Dataset rows:
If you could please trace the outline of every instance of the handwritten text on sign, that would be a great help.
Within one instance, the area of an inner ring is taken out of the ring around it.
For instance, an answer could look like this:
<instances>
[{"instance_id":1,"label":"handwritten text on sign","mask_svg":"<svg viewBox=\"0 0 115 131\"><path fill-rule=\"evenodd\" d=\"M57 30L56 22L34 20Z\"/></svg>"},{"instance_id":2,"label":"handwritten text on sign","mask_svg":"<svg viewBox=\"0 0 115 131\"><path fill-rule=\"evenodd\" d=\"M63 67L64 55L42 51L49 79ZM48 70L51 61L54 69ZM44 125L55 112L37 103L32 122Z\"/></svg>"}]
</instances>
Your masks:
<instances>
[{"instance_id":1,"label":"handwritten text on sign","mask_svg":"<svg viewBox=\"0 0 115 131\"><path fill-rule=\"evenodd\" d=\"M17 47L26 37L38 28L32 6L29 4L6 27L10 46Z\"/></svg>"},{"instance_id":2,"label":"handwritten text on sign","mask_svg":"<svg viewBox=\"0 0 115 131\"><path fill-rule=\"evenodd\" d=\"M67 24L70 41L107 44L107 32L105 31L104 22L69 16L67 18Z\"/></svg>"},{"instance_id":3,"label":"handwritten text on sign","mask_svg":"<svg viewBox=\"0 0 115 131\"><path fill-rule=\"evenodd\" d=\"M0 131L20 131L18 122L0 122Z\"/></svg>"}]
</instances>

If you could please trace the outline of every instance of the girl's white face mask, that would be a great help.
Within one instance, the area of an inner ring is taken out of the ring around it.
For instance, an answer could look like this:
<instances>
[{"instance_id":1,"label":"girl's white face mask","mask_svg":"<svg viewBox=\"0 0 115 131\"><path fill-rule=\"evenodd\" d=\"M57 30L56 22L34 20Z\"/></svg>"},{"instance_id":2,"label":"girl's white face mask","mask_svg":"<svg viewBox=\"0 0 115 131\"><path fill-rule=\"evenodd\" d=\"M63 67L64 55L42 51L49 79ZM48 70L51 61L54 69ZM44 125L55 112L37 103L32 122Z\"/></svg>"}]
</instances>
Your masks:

Written instruction:
Could you copy word for word the lines from the one containing "mask, that would be a great help." up to and including the last line of the rows, and nothing else?

Result below:
If you could please trace the outline of every instance of the girl's white face mask, that would be a great help.
Within one instance, the area of an inner ring is taken out of the ring around it.
For instance, an answer could look like this:
<instances>
[{"instance_id":1,"label":"girl's white face mask","mask_svg":"<svg viewBox=\"0 0 115 131\"><path fill-rule=\"evenodd\" d=\"M57 30L56 22L34 20Z\"/></svg>"},{"instance_id":2,"label":"girl's white face mask","mask_svg":"<svg viewBox=\"0 0 115 131\"><path fill-rule=\"evenodd\" d=\"M63 67L64 55L42 51L49 79ZM48 70L51 61L54 69ZM44 125L55 112L37 103L32 122Z\"/></svg>"}]
</instances>
Your masks:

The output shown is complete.